Work order: Transcribe exactly, and only, the lines from the one with "Target: smaller ceiling fan in adjacent room" through the end of the records below, including both of those lines. Skip all pictures.

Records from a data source
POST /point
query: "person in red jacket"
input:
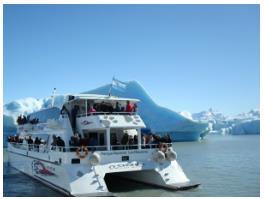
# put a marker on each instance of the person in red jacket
(129, 107)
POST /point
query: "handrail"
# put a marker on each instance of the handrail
(45, 148)
(105, 113)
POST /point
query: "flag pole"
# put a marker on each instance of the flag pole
(53, 96)
(110, 89)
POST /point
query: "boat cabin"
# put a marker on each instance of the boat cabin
(104, 121)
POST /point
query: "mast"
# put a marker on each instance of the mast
(53, 97)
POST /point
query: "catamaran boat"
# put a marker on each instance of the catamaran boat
(74, 147)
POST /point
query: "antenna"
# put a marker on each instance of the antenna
(53, 97)
(110, 89)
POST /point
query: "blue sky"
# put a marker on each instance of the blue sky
(188, 57)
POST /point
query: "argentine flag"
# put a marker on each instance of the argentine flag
(118, 84)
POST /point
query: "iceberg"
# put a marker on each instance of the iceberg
(159, 119)
(244, 123)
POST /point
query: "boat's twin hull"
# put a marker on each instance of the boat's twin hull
(86, 180)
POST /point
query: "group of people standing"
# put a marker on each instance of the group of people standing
(22, 119)
(77, 141)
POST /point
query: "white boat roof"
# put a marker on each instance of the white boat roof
(102, 97)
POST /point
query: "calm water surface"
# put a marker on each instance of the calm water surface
(224, 165)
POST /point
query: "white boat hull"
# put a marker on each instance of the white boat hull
(56, 170)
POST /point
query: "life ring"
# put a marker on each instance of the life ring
(163, 147)
(83, 148)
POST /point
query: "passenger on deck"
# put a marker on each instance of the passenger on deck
(30, 143)
(118, 107)
(54, 142)
(60, 144)
(36, 144)
(135, 139)
(129, 107)
(73, 117)
(64, 110)
(135, 107)
(124, 140)
(91, 109)
(19, 120)
(42, 146)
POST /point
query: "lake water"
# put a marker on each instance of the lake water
(224, 165)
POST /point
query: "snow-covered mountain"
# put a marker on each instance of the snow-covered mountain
(158, 118)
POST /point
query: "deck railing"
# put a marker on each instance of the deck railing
(105, 113)
(45, 148)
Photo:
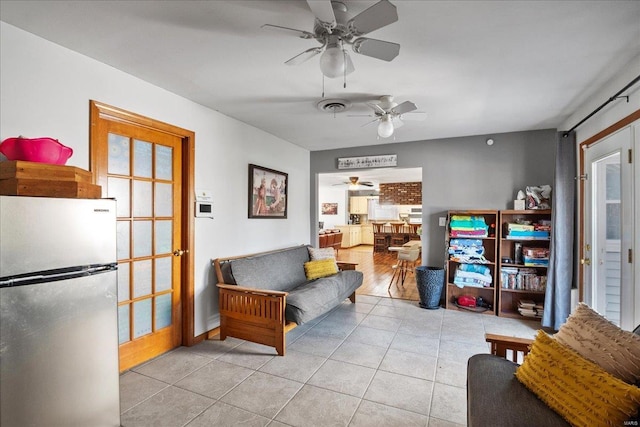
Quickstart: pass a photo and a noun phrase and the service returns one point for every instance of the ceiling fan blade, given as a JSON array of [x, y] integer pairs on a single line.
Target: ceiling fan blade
[[304, 56], [397, 123], [302, 34], [368, 123], [378, 109], [405, 107], [323, 10], [414, 115], [377, 16], [376, 48]]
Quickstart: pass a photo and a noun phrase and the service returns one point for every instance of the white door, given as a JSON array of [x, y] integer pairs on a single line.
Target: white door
[[608, 228]]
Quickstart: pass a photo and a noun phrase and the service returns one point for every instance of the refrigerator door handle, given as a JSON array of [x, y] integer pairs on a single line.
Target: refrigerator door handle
[[56, 275]]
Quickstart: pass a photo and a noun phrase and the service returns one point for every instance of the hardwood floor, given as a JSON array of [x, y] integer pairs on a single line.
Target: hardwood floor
[[376, 267]]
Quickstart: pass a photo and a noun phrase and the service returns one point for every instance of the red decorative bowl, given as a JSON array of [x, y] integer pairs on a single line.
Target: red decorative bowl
[[41, 150]]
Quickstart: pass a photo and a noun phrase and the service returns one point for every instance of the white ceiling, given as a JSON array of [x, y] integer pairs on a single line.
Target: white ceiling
[[475, 67]]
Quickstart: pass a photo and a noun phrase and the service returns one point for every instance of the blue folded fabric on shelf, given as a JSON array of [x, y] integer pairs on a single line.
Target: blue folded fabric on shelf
[[528, 234], [466, 250], [474, 275]]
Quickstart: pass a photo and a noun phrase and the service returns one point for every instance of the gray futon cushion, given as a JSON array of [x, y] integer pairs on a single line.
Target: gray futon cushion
[[276, 271], [495, 397], [314, 298]]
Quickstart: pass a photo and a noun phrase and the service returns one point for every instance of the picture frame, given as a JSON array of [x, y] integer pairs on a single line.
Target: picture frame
[[329, 208], [362, 162], [268, 193]]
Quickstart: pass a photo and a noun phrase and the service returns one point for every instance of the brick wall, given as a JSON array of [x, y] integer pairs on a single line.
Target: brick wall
[[401, 193]]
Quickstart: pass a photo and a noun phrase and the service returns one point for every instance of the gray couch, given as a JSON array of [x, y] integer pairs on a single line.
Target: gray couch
[[496, 398], [264, 295]]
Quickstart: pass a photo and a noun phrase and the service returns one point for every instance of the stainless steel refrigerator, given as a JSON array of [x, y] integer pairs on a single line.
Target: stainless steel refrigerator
[[58, 309]]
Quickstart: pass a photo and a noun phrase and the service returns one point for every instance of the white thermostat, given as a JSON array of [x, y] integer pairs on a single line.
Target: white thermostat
[[204, 204]]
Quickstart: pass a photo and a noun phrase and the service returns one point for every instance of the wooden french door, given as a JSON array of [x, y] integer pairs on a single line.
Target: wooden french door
[[141, 167]]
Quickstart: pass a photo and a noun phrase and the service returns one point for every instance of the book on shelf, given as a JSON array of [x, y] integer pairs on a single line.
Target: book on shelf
[[530, 308]]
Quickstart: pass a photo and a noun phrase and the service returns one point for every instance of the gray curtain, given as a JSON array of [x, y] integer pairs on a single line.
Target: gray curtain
[[557, 304]]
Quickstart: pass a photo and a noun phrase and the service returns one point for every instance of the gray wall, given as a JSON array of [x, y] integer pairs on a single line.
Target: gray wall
[[457, 173]]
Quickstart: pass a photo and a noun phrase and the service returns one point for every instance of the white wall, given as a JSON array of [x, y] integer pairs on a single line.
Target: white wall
[[45, 91]]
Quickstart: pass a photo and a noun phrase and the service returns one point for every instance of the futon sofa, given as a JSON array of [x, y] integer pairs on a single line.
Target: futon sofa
[[264, 295], [496, 398]]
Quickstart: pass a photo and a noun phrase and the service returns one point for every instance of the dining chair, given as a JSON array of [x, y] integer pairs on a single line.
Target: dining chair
[[405, 264]]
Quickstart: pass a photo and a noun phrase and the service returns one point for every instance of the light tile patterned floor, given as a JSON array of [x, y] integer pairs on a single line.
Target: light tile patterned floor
[[379, 362]]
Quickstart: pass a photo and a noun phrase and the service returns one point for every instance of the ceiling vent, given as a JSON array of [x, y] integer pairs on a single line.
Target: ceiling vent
[[334, 106]]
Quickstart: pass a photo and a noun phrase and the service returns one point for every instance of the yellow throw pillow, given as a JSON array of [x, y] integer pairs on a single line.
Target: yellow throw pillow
[[579, 390], [596, 339], [320, 268]]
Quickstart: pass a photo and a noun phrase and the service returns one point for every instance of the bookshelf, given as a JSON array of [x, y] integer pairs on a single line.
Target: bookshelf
[[524, 237], [454, 262]]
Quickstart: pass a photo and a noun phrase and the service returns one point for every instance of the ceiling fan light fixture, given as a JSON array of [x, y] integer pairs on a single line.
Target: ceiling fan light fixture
[[385, 127]]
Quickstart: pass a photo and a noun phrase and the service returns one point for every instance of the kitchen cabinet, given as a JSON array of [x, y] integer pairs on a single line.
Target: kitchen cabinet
[[367, 234], [351, 235], [358, 205]]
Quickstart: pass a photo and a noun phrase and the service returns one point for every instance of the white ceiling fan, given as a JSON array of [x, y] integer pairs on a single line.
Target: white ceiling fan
[[354, 182], [334, 28], [390, 115]]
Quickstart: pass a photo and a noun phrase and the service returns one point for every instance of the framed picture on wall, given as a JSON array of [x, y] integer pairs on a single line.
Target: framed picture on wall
[[329, 209], [267, 193]]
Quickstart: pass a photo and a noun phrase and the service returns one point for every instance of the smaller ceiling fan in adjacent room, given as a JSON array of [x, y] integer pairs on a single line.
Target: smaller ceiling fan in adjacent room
[[333, 28], [354, 182], [390, 115]]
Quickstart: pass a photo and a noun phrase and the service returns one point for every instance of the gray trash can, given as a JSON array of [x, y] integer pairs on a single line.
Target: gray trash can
[[430, 281]]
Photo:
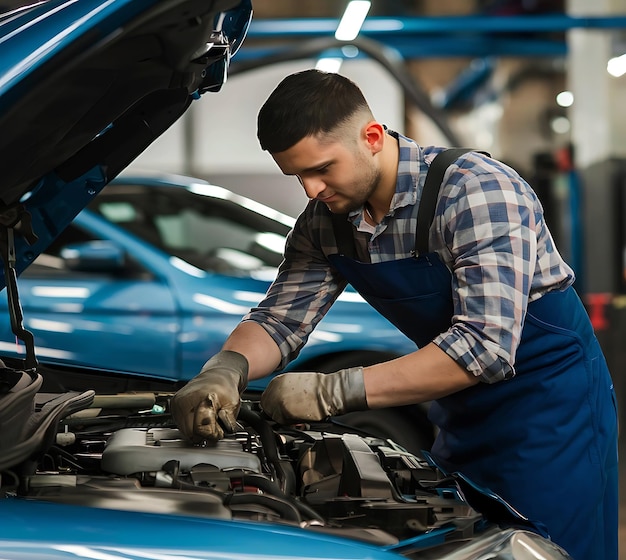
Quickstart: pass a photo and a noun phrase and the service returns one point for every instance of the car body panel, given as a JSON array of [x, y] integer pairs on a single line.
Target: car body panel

Output for this task:
Target: smaller ceiling fan in adjacent room
[[333, 28], [354, 182], [390, 115]]
Quickstart: pass a photo and a noun phrase and the service returns one point for every instance of the gray trash can, given as a JSON array of [x, y] integer pairs on a single line.
Target: gray trash can
[[430, 281]]
Photo:
Quickstart: pass a photo and a noun phrase and the service returns one point for every instance of the car body panel, given as a JSON array of [x, y] integer pairs on a single line.
Target: car body panel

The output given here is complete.